DIRECTION :: Report each line of the entries below that contains the word “curved”, reproducing those lines in full.

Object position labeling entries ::
---------------
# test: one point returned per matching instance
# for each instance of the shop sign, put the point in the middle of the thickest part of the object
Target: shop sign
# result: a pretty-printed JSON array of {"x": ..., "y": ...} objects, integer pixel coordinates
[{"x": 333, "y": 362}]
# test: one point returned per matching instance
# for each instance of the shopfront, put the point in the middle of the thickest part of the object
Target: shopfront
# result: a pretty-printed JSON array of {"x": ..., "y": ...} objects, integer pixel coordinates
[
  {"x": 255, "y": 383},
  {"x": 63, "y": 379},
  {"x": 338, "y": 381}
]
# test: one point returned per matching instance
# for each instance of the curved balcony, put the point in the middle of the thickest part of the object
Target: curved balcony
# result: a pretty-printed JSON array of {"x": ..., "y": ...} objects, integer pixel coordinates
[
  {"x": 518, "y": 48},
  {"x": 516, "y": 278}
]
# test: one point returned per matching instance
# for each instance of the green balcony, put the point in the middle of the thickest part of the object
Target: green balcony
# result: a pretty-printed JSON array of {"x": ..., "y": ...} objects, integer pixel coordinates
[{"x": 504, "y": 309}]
---------------
THE OUTPUT ::
# for each instance of the curved balcony, put the point in the middle of the thickest part of the object
Target: curved balcony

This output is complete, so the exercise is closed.